▸ **WHAT YOU HAVE TO DO**
Copy out all of the following material word for word, leaving out the pictures.
════
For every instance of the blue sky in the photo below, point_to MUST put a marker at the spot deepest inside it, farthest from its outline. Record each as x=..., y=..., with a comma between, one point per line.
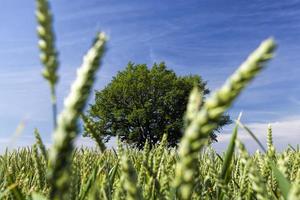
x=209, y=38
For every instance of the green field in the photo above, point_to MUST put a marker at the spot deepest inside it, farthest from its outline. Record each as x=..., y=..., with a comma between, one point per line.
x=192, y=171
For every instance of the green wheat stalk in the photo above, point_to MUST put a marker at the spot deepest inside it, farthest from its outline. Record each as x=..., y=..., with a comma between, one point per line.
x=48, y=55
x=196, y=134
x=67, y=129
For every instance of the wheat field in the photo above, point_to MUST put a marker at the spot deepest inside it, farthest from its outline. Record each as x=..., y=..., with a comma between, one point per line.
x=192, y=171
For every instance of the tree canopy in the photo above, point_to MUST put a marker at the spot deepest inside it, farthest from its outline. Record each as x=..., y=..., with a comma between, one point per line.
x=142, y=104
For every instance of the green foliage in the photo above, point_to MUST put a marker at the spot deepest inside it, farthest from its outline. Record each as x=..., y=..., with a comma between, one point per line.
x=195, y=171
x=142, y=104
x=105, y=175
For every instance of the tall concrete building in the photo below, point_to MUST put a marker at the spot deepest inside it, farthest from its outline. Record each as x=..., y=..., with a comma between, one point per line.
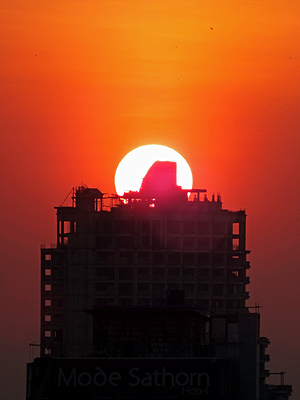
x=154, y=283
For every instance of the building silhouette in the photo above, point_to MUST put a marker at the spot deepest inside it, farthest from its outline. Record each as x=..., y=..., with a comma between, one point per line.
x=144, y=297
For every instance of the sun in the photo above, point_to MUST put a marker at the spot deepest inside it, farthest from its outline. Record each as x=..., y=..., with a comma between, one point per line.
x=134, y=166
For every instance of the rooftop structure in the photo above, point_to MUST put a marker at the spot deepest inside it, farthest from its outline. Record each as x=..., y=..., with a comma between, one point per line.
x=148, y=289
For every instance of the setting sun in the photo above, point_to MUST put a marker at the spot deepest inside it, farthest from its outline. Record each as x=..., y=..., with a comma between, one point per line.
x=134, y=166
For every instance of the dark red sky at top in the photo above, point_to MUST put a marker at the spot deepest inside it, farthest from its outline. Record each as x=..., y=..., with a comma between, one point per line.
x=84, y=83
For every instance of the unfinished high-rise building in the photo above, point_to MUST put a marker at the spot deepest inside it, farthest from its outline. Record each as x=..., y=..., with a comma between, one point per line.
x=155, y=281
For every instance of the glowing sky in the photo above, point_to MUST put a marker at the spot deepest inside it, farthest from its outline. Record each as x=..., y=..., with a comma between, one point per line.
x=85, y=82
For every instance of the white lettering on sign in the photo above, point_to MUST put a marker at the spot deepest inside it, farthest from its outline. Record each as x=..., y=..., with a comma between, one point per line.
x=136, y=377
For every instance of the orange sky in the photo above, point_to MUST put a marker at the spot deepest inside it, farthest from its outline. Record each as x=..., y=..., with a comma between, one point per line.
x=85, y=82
════
▸ **ANSWER TO THIS TASK**
For every instance of the blue sky in the photo below, point_to MUST put a marker at the spot deepest inside it, farthest from its outline. Record each as x=..., y=..., with a comma between, one point per line.
x=209, y=38
For every instance of the green field in the photo above, point_to MUST put a marker at the spot deepest inside it, farthest from its outline. Record each as x=..., y=..., with a comma between, one point per line.
x=192, y=171
For every instance of the green wheat stalk in the photo above, point_to MUST put a marker at the spot deepest inside it, farthest from its outline. Record each as x=..., y=..., with a comma between, one point per line.
x=48, y=55
x=196, y=134
x=67, y=129
For every instance of the wheat field in the photo above, point_to MUST put a marker at the spot deepest inside it, farthest from its outline. Record each as x=..., y=..., with a comma between, one point per line.
x=192, y=171
For every instance of the tree canopy in the photo above, point_to MUST put a marker at the spot deepest inside it, farthest from its outline. Record each as x=..., y=..., with a comma between, one point per line.
x=142, y=104
For every instance of the green foliage in the photo above, point_to MUST put a marker at the spot deepest inside it, farthest from its outline. Record each as x=..., y=..., with a comma between, one point per line.
x=195, y=171
x=142, y=104
x=105, y=175
For every instance of the tall concrete building in the photo below, point_to MUST put a marker at the spot deepest inside it, farthest from its outline. Record each as x=..., y=..., with a comma between, one point per line.
x=154, y=283
For every instance of the building silhouette in the photo above, point_to MUST put a marker at the spot deepest inside it, farthest from its outline. Record each as x=..., y=..., with a comma between, one point per line.
x=144, y=297
For every instance of the sun in the photo above, point_to MUST put a marker at the spot deepest inside it, farthest from its outline. Record each as x=..., y=..., with a comma between, one point per line.
x=134, y=166
For every instance of the rooftop structure in the photo above, point_to MUST put a marker at the spot deepest inside it, farthest from its outline. Record each as x=..., y=..., with a comma between, one point per line.
x=148, y=289
For every instance of the setting sun in the photo above, point_to MUST put a marker at the spot deepest inside it, farthest from its outline. Record each as x=..., y=..., with a comma between, one point per line.
x=134, y=166
For every instance of the dark red sky at top in the photo above, point_to MUST put a marker at the spot deepest inside it, farthest from its outline. Record each as x=..., y=..., with a comma between, one point per line.
x=84, y=83
For every instance of the unfinished high-rise building in the photo above, point_to MUST put a marker at the spot deepest inside it, farthest from its outline. Record each as x=..., y=..., with a comma between, one point per line.
x=155, y=281
For every instance of the glowing sky in the photo above, point_to MUST put a marker at the spot deepest inside it, farthest from its outline. Record each as x=..., y=..., with a comma between, one point per line.
x=85, y=82
For every instance of the white lettering on sign in the photo above, point_to MUST put a marker at the spot deepest inside it, farthest from its outline. Record each as x=..., y=..., with a comma between, one point per line.
x=136, y=377
For every instance of the orange sky in the photo above, point_to MUST put a marker at the spot deepest inside it, farthest from its outline. Record each as x=..., y=..., with a comma between, one point per line.
x=85, y=82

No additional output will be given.